## Exercise brief
From the text below about small businesses during the pandemic, copy word for word the passage starting at "Several of the" and ending at "opening a bookshop.".

COVID-19 has impacted every facet of our lives. For small business owners, those impacts are even greater.
To better tell those stories, we decided to launch a series about how small businesses are faring throughout the coronavirus. But a raging pandemic presents some obstacles for traditional journalism.
Business restrictions, reduced hours of operation, and social distancing guidelines have changed how journalists tell their stories. So we flipped the script. identified six small businesses across America and supplied them with a camera.
In Rebound, these businesses take you behind the scenes during COVID-19, to show you just how much things have changed throughout the pandemic. Rebound tells the stories of these small businesses and how they are bouncing back from an unforeseen pandemic.
Nearly 7.5 million small businesses are at risk of closing permanently amid the COVID-19 pandemic, according to a survey from Main Stream America. Economists estimate that more than 100,000 small businesses have already closed due to the pandemic, according to the National Bureau of Economic Research.
In early July, the Trump administration disclosed the names of small businesses that received PPP loans between $150,000 and $10 million.
Several of the businesses featured in Rebound applied for PPP loans or other federal aid, but only a few received assistance.
Cook said she spent a lot of time over the last few months applying for grants to help keep her doors open, something she had no idea would be so important. She was able to receive two local grants, including from the Fishtown Merchants Association.
The journey has been a fulfilling and rocky one, and started much earlier in her life than she ever imagined. Rebound follows the highs and lows of Harriett's, named for Harriet Tubman, during the summer months.
"I thought this would happen years and years and years (from now), that I'd retire into it," Cook said of opening a bookshop.
But once she got the idea, it erupted into reality.
"What started as a whisper got louder and louder, and became at some point a scream," she said.
She is excited that her business serves a life's goal.
"Our mission is to celebrate women authors, women artists, women activists," Cook said. "I'd never been in a bookstore that focused on and celebrated women, especially black women.
I never said we were exclusive or that there is someone who couldn't come in here" she added. "All we're doing is to celebrate women."

## Provided records
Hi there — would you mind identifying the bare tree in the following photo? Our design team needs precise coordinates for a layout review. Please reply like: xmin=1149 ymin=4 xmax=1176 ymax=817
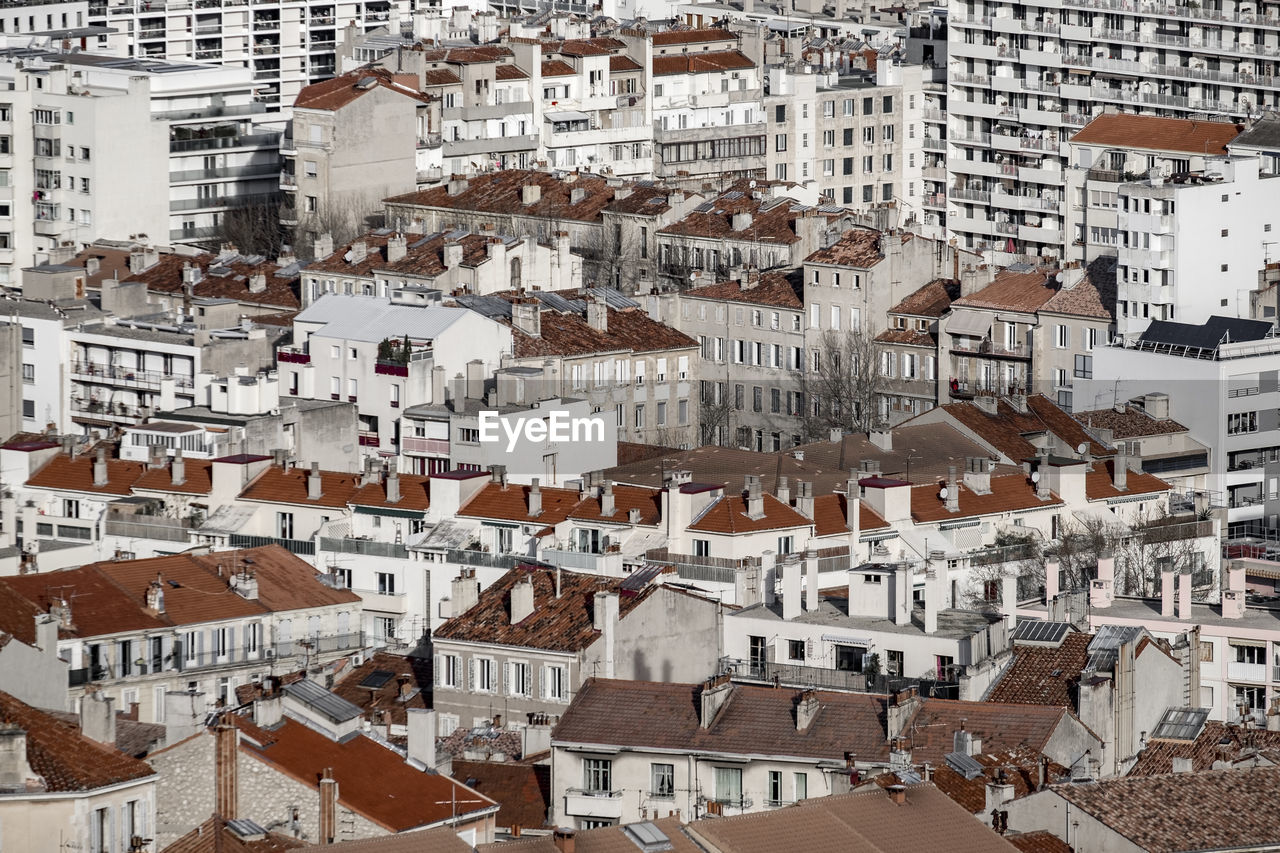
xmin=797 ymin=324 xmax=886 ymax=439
...
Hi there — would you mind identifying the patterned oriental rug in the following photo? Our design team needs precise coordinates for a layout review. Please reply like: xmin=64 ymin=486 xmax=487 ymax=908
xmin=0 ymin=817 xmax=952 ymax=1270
==
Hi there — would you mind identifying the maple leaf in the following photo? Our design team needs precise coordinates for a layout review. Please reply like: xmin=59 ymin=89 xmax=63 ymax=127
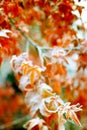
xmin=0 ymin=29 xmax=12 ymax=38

## Finished task
Several of the businesses featured in Rebound applied for PPP loans or other federal aid, but only a few received assistance.
Cook said she spent a lot of time over the last few months applying for grants to help keep her doors open, something she had no idea would be so important. She was able to receive two local grants, including from the Fishtown Merchants Association.
The journey has been a fulfilling and rocky one, and started much earlier in her life than she ever imagined. Rebound follows the highs and lows of Harriett's, named for Harriet Tubman, during the summer months.
"I thought this would happen years and years and years (from now), that I'd retire into it," Cook said of opening a bookshop.